>> START

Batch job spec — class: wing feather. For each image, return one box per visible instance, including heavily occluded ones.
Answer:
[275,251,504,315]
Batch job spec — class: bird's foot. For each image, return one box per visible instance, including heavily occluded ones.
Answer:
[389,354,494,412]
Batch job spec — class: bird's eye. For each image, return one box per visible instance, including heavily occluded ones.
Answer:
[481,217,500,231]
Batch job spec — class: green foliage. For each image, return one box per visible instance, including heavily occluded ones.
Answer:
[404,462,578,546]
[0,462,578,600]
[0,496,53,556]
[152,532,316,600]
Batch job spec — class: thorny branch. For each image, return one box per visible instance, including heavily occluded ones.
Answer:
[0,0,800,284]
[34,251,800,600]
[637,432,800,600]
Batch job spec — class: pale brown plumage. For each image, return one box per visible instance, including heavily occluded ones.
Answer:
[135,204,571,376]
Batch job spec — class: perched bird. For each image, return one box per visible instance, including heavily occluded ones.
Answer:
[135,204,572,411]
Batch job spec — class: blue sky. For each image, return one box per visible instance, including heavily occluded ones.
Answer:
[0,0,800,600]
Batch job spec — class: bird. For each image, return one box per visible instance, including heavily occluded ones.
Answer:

>> END

• _Your instructions_
Rewrite all of the lines above, replacing "heavily occluded" with "partly hidden" wherever it occurs and leaving everything else unchanged.

• _Output_
Batch job spec — class: wing feather. For each image, return one box per visible instance, including partly hidden ones.
Answer:
[275,251,504,315]
Batch job spec — class: bird's foot. For each image, return one box per visible instance, including partly hidden ones.
Answer:
[389,354,494,412]
Batch job spec — class: bird's eye. For each image, return one box per visible instance, including partly hidden ones.
Answer:
[481,217,500,231]
Batch job spec — class: green foliage. For each image, return one box per visible instance, including partly hidden ones.
Answer:
[404,462,578,546]
[0,462,578,600]
[0,496,53,556]
[152,532,316,600]
Batch job spec — class: thorny branch. For each image, return one box per visible instance, including partly hidden ones.
Answer:
[0,0,800,284]
[34,251,800,600]
[637,432,800,600]
Batch job spec — class: pale brown plumage. For each image, return one box per visible instance, including partly hidden ones.
Answer:
[135,204,571,376]
Batch job spec — class: perched bird. For each image, return one box per visible instance, including partly hidden ones.
Answer:
[135,204,572,411]
Batch job spec — class: blue sky. For each image, return one box per visible instance, including partly hidden ones.
Answer:
[0,0,800,600]
Batch job spec — class: bird. For each image, return one box per visible instance, including partly hidden ones.
Answer:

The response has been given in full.